Supplied records -
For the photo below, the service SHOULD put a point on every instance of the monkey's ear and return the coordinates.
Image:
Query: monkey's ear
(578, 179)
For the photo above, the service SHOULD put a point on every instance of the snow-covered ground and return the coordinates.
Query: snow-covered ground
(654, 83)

Instructions to follow -
Would you please set down the lines from the one with "Query: monkey's ear" to the end of the data above, exactly and without any other lines?

Task result -
Query: monkey's ear
(578, 179)
For the photo above, the service SHOULD put a point on every instance of the snow-covered ground and return the coordinates.
Query: snow-covered ground
(654, 83)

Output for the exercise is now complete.